__REQUIRED WORK__
Count the lines in the listing below that contain the string "dryer". Reply with only the number.

__INPUT MATERIAL__
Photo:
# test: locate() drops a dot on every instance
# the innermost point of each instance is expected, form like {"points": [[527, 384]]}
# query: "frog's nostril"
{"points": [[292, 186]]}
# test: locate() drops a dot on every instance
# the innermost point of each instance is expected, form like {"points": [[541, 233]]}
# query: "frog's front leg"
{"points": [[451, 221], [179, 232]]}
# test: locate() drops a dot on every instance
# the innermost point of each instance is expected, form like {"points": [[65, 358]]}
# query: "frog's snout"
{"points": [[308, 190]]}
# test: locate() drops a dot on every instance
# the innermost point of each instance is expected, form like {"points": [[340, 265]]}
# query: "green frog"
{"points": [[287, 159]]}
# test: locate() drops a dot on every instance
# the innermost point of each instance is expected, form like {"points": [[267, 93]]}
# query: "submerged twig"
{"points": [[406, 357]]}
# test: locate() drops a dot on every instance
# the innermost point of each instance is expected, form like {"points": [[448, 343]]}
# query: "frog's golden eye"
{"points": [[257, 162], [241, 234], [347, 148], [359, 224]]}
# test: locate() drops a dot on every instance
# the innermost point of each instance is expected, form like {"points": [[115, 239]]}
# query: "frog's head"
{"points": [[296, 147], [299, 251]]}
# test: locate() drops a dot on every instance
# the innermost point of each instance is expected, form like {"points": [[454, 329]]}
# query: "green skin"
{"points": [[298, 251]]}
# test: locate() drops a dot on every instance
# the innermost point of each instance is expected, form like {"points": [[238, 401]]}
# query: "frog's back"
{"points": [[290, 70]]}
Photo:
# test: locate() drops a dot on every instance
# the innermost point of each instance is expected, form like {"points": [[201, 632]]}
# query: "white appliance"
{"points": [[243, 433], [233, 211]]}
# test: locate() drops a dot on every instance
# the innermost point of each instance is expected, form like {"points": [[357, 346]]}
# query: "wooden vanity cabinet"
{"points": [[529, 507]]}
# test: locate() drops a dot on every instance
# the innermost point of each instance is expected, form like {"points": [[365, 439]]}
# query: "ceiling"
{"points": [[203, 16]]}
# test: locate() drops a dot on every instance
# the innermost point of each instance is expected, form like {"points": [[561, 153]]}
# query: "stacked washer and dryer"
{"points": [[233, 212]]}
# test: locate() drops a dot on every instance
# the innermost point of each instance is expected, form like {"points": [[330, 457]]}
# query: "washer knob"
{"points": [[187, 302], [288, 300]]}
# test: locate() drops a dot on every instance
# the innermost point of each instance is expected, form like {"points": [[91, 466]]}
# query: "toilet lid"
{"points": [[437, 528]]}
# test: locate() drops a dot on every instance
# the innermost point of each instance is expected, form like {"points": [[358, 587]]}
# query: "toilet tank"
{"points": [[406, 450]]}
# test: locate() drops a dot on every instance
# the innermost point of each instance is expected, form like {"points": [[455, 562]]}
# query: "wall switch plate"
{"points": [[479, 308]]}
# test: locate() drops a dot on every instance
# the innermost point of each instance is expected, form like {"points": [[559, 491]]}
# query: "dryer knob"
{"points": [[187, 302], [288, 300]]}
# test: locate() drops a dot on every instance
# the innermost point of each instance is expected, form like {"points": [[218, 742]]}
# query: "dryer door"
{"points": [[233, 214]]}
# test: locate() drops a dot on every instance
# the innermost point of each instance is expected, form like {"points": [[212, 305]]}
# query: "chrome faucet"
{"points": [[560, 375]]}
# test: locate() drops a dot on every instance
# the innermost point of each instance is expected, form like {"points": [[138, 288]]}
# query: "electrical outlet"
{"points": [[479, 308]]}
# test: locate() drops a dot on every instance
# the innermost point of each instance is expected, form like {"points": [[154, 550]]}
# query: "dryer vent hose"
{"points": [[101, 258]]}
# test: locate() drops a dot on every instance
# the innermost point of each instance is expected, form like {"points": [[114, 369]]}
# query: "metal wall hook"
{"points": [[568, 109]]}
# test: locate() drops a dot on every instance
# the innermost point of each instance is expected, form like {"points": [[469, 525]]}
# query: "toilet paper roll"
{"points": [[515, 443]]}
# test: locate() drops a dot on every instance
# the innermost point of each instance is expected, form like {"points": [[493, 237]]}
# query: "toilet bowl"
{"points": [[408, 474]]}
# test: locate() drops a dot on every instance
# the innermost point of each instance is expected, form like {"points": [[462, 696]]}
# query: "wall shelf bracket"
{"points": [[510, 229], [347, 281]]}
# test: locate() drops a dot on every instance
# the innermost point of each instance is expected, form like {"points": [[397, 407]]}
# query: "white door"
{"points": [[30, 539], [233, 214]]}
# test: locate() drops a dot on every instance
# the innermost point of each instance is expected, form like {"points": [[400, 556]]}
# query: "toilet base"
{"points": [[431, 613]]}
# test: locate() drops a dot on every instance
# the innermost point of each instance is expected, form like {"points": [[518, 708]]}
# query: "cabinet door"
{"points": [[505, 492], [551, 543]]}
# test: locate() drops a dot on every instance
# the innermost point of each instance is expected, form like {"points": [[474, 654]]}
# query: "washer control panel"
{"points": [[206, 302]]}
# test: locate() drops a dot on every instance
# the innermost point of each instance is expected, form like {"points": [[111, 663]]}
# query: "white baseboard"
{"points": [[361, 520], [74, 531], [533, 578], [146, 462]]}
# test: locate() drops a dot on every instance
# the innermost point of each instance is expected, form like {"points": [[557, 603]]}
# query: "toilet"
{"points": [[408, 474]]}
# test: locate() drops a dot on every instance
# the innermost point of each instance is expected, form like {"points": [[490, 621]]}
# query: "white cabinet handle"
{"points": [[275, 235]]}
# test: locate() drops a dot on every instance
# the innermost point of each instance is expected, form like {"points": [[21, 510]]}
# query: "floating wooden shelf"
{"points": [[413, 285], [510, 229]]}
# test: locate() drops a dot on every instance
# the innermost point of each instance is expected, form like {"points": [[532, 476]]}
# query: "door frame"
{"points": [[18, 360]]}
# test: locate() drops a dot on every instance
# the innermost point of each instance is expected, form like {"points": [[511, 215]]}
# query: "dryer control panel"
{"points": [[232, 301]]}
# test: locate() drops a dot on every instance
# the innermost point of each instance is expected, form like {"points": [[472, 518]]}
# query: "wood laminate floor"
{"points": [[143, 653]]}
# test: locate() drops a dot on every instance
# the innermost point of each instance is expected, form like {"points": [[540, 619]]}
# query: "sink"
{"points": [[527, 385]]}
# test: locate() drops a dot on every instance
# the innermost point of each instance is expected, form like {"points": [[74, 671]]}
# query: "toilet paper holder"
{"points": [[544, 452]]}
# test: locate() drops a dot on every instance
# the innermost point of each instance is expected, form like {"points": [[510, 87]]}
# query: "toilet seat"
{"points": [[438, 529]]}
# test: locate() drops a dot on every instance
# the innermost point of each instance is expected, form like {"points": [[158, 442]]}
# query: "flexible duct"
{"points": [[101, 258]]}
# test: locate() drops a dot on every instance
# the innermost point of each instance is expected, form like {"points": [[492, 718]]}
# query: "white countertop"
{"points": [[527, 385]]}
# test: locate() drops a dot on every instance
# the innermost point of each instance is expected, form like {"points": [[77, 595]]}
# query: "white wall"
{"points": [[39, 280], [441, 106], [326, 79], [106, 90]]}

__SOLUTION TO THE PROBLEM__
5